I've know Vic for many years. Not close friend, but a friend. Always pleasant and friendly, a really good person. RIP my friend, and we will always cherish the memories. Larry Frieden.
J. Victor Samuels, an entrepreneurial builder of businesses, community organizations, and extended family connections, died on Sunday, June 14, 2020. Vic was a rare seventh-generation Jewish Texan, an outspoken liberal, and proud American. Although the husband, father, grandfather and friend known for decades had faded with Alzheimer's over the past years, Vic spent his last week surrounded by family and loved ones.
Vic was born in Corsicana, Texas, on December 25, 1940, and moved to his lifelong home of Houston, Texas, when he was only six months old. He famously got his first job at age six and worked continuously for the following 69 years. A star athlete at Lanier Junior High and Bellaire High School, Vic was always proud of his accomplishments on the football field and baseball diamond.
For college, Vic ventured far to Brandeis University, where he loved his study of history (including a class taught by Eleanor Roosevelt), served as senior class president, and most importantly met his partner in life, Bobbi. Vic and Bobbi were married a week after their 1963 Brandeis graduation before heading to Portland, Oregon, and Reed College to get Masters in Arts in Teaching degrees in 1964. A somewhat frustrating year of teaching history on Long Island, convinced Vic and Bobbi to head back to the boomtown of Houston and enter the world of business.
After starting his career at Houston Corrugated Box, Vic spent the ensuing 50 years creating, building, and managing four substantial businesses employing thousands of employees: Houston Terminal Warehouse, Leedo Manufacturing, Leedo Furniture, and Victory Packaging. As a risk taker willing to bet it all and as an excellent strategic thinker, operator, and negotiator, Vic led his businesses to tremendous success. Vic also took pride in his role as mentor to many young professionals.

*WHAT THE EXERCISE ASKS:* Pick up the obituary of J. Victor Samuels after its final sentence and carry it forward.

Collected data entries:
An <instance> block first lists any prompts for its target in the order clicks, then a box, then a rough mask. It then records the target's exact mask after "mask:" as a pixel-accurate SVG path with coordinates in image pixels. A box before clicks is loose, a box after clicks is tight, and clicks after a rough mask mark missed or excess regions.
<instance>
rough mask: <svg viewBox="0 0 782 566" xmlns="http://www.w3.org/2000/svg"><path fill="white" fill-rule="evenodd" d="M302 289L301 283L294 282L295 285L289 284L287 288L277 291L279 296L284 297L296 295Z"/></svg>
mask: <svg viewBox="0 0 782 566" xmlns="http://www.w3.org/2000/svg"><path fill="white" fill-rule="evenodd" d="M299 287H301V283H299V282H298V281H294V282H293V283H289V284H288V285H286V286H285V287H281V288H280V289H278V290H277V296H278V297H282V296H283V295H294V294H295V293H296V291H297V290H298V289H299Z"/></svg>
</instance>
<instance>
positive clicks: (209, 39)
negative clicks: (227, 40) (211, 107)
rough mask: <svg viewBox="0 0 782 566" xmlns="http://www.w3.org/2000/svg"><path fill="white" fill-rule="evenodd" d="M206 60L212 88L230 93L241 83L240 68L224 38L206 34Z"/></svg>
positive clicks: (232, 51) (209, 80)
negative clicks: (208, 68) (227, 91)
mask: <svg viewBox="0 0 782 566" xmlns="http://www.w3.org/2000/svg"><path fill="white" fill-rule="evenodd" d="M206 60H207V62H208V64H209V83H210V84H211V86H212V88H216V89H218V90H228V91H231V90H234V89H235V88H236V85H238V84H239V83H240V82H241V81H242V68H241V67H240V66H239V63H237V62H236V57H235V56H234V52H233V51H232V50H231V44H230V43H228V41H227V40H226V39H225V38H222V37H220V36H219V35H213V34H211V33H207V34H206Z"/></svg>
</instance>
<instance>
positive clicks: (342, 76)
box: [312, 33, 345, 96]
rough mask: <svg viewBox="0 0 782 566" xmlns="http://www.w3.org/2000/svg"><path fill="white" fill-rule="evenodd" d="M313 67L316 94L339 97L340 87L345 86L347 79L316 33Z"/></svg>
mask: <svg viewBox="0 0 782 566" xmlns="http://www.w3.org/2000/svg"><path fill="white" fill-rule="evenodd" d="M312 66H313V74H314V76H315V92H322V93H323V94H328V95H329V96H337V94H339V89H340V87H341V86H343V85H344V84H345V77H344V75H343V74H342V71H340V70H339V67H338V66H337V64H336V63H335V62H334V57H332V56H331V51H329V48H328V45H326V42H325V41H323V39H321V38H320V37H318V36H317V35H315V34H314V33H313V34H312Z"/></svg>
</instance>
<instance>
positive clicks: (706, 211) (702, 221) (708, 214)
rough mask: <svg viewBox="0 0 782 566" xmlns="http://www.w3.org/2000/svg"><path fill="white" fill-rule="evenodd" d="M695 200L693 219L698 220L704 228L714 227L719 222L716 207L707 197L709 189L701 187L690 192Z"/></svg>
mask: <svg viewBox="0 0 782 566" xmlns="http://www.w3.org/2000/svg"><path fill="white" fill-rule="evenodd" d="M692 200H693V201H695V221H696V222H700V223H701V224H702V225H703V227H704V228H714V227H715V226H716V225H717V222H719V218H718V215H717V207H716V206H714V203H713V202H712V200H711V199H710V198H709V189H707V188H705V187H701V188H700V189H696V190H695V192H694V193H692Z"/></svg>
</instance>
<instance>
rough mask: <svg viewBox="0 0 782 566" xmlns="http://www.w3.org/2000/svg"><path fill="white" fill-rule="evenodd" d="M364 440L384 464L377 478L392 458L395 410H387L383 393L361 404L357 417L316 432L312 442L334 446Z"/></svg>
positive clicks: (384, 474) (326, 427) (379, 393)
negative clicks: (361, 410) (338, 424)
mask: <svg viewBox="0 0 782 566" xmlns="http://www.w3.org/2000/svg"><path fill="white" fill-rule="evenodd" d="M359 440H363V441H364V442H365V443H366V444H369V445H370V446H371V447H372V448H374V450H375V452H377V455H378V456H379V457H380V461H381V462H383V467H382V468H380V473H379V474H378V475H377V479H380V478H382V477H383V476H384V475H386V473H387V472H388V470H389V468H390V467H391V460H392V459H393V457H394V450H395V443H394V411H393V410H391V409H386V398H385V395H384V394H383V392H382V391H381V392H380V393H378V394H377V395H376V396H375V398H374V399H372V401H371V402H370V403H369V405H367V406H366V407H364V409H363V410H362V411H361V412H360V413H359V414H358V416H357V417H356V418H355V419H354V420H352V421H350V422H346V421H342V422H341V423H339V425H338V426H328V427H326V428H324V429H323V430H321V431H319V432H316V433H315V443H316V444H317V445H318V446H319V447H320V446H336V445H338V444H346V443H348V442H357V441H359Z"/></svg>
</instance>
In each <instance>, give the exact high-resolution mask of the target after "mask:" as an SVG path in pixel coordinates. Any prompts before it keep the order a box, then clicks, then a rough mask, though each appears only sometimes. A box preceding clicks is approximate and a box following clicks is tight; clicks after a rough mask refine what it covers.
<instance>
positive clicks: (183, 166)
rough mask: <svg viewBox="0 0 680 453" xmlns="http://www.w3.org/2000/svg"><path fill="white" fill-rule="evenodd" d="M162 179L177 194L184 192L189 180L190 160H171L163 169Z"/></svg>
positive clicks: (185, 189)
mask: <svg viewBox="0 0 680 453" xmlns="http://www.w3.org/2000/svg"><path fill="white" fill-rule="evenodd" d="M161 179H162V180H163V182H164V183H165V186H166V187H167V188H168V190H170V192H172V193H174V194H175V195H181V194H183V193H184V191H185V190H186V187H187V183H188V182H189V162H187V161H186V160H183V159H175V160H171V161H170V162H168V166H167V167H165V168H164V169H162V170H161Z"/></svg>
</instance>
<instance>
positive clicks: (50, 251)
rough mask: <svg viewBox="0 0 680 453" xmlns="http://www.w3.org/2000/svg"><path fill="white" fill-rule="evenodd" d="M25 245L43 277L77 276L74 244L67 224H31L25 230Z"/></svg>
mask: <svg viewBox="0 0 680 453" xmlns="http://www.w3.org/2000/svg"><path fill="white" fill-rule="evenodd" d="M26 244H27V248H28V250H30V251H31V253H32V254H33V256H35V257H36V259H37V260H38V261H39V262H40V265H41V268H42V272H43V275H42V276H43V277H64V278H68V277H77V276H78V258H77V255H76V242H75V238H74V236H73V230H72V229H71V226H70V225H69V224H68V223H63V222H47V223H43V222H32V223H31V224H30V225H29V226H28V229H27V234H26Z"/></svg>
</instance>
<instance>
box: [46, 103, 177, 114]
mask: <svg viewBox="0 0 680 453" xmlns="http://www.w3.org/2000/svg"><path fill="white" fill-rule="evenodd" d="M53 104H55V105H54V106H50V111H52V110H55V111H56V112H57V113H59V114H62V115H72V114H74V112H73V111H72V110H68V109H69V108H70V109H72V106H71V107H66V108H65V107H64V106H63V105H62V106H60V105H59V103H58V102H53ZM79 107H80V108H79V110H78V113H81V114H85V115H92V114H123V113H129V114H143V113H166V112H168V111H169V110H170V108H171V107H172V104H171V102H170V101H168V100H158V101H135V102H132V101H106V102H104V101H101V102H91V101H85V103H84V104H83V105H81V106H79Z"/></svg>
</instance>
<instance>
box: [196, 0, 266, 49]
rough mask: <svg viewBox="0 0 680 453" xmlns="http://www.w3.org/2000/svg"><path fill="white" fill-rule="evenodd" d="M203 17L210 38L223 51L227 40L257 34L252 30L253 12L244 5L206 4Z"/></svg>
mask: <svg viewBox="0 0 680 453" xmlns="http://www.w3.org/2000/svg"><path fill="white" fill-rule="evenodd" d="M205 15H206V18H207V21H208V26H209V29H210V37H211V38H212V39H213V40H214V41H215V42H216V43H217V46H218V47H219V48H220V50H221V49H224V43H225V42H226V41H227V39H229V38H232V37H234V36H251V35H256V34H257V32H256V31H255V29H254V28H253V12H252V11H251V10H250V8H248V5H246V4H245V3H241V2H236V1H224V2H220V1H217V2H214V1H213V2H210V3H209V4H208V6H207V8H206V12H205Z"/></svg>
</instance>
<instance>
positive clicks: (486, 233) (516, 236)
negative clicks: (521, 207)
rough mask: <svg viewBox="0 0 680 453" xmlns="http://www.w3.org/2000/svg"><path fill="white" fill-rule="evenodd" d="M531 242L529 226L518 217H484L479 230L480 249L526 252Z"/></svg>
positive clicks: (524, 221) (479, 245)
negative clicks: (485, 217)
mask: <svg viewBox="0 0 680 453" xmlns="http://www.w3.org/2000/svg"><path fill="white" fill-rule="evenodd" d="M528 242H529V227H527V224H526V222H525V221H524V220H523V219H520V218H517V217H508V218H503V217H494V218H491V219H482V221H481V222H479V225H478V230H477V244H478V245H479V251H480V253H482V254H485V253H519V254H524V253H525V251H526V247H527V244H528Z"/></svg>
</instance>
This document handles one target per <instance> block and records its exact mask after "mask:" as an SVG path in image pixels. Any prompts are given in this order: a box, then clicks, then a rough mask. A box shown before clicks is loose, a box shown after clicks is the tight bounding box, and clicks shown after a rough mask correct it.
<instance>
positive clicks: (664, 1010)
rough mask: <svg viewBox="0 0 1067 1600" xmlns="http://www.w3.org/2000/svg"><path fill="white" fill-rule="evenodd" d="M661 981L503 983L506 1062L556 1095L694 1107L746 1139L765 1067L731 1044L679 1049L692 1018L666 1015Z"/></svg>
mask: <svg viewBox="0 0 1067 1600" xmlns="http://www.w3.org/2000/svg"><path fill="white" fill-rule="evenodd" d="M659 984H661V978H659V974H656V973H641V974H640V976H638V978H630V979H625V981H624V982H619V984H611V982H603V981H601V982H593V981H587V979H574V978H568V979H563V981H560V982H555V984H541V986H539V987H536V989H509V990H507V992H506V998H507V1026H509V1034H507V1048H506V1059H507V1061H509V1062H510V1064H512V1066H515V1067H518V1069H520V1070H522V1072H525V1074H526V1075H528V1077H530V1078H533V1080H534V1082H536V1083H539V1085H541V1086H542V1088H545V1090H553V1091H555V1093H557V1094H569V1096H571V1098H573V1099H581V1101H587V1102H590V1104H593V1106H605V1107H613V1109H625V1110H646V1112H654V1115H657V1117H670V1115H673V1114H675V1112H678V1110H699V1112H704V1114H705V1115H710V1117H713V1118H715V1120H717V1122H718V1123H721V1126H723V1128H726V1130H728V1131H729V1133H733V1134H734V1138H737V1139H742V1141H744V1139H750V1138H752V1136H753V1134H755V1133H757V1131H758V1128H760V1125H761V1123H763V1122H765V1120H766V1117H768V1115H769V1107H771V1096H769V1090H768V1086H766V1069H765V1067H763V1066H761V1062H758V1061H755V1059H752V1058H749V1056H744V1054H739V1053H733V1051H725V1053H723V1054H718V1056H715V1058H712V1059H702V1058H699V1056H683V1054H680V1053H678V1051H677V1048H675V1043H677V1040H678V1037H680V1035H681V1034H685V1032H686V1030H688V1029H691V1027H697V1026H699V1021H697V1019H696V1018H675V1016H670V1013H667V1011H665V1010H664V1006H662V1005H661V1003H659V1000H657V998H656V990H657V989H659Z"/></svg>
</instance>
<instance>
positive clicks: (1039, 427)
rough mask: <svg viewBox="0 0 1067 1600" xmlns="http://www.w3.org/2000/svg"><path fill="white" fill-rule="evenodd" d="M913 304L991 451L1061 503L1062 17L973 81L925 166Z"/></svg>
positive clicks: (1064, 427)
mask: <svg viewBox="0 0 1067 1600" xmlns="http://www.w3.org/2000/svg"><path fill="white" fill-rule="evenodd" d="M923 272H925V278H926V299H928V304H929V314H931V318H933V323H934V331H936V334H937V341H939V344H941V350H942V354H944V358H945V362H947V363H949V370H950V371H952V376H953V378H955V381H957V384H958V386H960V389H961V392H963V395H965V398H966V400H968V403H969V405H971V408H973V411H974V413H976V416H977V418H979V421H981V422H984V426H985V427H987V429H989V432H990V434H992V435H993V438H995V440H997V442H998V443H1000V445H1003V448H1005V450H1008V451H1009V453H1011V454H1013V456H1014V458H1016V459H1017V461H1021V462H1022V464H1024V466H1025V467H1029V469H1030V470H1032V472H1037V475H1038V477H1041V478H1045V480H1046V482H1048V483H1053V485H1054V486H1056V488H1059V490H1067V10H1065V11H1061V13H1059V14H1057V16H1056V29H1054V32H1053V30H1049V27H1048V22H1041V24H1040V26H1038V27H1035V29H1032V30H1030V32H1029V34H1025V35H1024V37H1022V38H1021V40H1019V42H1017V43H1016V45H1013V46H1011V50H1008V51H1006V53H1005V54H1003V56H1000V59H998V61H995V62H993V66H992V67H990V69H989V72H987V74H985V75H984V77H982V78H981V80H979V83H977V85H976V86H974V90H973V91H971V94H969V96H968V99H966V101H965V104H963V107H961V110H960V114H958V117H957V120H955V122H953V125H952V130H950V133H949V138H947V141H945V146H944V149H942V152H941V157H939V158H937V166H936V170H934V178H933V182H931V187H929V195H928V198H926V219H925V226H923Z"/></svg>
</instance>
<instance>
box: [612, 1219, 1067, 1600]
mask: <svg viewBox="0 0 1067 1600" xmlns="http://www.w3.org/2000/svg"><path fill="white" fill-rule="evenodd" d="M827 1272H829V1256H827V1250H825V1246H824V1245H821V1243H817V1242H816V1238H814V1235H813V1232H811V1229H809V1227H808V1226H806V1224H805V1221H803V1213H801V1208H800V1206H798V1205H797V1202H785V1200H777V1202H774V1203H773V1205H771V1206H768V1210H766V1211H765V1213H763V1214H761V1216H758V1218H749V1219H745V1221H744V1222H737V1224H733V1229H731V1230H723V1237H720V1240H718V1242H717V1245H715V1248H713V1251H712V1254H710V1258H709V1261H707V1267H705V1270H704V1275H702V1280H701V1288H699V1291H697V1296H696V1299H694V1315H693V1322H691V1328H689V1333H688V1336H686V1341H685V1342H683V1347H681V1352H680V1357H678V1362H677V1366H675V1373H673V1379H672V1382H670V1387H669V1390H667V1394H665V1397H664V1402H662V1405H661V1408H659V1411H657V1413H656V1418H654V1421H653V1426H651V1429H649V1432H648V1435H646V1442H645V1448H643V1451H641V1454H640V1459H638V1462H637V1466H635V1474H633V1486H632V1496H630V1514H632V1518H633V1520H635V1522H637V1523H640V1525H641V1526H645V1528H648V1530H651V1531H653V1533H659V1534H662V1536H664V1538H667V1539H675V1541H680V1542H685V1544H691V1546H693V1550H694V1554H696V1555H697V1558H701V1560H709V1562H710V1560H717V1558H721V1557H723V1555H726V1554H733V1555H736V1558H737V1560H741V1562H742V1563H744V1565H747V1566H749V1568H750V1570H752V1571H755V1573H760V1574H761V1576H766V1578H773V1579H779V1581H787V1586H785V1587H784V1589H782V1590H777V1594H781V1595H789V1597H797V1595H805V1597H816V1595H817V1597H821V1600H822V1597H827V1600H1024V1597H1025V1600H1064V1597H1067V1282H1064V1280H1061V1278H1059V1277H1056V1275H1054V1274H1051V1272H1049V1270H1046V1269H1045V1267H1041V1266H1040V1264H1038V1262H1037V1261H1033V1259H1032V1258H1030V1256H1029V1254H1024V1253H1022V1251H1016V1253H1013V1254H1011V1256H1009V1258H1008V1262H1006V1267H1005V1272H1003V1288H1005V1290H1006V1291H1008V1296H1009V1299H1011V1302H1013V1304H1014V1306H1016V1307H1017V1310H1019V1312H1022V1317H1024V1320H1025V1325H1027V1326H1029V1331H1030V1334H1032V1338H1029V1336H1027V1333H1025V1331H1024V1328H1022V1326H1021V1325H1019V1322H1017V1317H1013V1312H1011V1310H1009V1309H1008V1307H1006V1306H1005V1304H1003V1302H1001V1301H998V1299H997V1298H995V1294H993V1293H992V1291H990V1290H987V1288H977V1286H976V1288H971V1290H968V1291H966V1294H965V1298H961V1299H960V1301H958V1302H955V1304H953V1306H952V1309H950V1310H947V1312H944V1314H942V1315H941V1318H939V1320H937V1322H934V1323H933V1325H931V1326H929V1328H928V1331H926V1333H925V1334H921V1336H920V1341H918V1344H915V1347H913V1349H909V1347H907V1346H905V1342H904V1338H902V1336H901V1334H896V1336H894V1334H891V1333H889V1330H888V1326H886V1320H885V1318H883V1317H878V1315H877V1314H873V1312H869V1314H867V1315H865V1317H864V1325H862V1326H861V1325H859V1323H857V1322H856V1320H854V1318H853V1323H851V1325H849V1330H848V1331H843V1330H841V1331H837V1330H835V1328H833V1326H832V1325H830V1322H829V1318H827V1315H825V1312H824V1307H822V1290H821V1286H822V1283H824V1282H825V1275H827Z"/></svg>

*EXERCISE ANSWER:*
However, Vic only spent about a third of his time building companies. He was completely devoted to true work-life balance (even if they didn't call it that back in the 1960's) and often said that he divided his time evenly between business, community, and family. His commitment to community was born in philosophy and example from his parents, Irving and Elsie Samuels. Repairing the world was a cornerstone of his Judaism. Upon accepting one of the dozens of awards he received in his life, Vic explained "Those of us fortunate to have excess energy and time after taking care of life's essentials define our lives by what we choose to do with our 'non-work' time - the rest of our lives. What do we dedicate ourselves to? Are we self-indulgent or do we define ourselves by repairing the world and completing creation? We are what we commit ourselves to. We have a responsibility to make the world a better place."
There are so many organizations which would be completely different without Vic's involvement that listing them here would make for a tedious obituary. Thus, a sampling. In 1967, Vic was among the leaders who started and led Citizens for Good Schools, a diverse group of young leaders that literally took over the Houston Independent School District Board to make peaceful, productive, thoughtful desegregation of area schools possible. Over the years he was particularly engaged with Houston Achievement Place, the Jewish Community Center, HITS, Brandeis, the Woods Project, Leo Baeck Education Center, the School of Social Work at the University of Houston, and numerous political campaigns. He was known as a creative and incisive thinker who unflinchingly asked difficult questions and pushed for organizational change and leadership. The legacy of this commitment to community continues with the Samuels Family Foundation, which Vic and Bobbi created in 2015.
To his children and grandchildren, finding time for his family among all of his other endeavors always appeared effortless. He coached the little league teams, attended theater performances, and always made it home for family dinners. Vic and Bobbi's home was always the center of children's activities. Vic was an active participant and (as his kids got older) a pretty fierce competitor in pick-up basketball and touch football games. Extended family was important enough that Bobbi and Vic started and still maintain a tradition of ever-growing family reunions.
Vic and Bobbi's relationship is the model for us all. They shared each other's challenges and victories and built a family that started with their three sons, Ben, Josh, Jeremy, and their "almost sons" Lonny Hoffman and Wayne Consolvo; expanded with their three daughters-in-law, Marci, Cheryl, and Suzan; and will continue with their seven grandchildren Megan, Ethan, Zachary, Nathaniel, Leah, Mimi, and Gabby. Bobbi and Vic have travelled the world together and sunk deep roots into their Houston community. But mostly they were devoted to each other for their 57 years of marriage and partnership.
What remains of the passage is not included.